DATA PROVIDED >>

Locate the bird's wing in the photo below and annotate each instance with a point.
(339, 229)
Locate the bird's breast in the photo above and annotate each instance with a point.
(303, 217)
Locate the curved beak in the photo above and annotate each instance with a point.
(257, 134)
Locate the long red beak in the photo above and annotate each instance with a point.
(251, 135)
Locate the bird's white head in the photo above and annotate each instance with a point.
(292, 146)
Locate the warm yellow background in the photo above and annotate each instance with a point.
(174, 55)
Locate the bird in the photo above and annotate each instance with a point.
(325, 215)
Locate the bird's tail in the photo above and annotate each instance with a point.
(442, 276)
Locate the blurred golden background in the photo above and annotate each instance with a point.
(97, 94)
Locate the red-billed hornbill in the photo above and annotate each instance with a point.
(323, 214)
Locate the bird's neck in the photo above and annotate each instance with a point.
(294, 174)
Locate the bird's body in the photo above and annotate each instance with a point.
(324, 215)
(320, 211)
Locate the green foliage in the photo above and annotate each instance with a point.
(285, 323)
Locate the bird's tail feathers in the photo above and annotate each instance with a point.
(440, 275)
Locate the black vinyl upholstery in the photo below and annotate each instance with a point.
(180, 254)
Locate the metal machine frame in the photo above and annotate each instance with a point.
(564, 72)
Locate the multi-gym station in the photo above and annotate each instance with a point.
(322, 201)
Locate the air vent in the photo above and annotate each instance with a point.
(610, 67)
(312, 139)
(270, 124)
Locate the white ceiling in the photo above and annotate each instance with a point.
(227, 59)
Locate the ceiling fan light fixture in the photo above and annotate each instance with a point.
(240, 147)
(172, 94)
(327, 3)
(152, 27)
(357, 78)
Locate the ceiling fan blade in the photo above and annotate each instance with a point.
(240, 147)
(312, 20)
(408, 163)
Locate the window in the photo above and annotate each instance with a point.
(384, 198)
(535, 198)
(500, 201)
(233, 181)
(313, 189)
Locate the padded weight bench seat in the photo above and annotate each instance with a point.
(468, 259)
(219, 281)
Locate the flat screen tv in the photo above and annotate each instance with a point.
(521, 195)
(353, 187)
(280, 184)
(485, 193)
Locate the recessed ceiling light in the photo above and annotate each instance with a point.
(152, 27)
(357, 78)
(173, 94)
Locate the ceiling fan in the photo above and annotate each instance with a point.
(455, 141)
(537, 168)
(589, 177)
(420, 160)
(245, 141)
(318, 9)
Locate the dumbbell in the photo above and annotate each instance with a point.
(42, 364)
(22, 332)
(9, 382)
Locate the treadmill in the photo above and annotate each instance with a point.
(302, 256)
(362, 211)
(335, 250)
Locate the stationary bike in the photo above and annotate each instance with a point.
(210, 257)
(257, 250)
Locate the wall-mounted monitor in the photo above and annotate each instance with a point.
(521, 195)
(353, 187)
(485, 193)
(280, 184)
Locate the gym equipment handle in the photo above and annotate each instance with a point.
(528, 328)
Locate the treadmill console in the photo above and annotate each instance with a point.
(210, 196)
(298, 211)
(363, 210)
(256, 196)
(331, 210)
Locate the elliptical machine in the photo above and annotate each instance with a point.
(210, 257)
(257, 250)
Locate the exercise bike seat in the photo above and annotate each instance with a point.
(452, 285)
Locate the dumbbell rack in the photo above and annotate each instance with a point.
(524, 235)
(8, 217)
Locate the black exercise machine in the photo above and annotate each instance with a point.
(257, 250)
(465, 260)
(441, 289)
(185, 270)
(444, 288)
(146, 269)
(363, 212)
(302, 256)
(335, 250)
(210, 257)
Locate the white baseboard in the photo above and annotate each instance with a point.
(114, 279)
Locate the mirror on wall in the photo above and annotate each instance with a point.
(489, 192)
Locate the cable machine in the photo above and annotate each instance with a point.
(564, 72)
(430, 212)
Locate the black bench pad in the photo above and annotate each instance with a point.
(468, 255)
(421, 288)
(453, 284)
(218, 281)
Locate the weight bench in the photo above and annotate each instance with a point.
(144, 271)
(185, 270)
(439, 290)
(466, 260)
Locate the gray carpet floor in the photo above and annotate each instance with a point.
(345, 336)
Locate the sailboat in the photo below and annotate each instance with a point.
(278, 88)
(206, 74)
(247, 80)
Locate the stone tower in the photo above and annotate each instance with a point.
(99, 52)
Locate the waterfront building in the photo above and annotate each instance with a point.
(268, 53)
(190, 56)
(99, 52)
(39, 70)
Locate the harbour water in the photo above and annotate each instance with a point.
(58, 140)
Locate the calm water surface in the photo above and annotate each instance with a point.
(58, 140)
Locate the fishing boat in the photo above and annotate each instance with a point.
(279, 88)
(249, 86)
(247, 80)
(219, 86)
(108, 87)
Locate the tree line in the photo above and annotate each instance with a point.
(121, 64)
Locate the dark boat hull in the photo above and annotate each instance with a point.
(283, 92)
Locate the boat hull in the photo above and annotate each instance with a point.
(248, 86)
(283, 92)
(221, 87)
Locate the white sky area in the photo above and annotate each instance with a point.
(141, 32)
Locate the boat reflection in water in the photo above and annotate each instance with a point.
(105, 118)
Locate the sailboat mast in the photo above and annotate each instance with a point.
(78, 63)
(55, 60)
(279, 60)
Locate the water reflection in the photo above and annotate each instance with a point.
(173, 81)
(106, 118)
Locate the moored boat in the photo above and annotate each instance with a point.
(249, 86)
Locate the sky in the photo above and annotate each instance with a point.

WHAT YOU NEED TO DO >> Starting at the line containing "Locate the moored" and ending at the last line of the listing, copy out every line, requests included, and shift each point coordinate by adding 11 to every number in it.

RESULT FOR THIS EXERCISE >>
Locate the moored boat in the photo above and annotate each instance with a point.
(260, 97)
Locate the sky in the photo above and annotate each instance with a point.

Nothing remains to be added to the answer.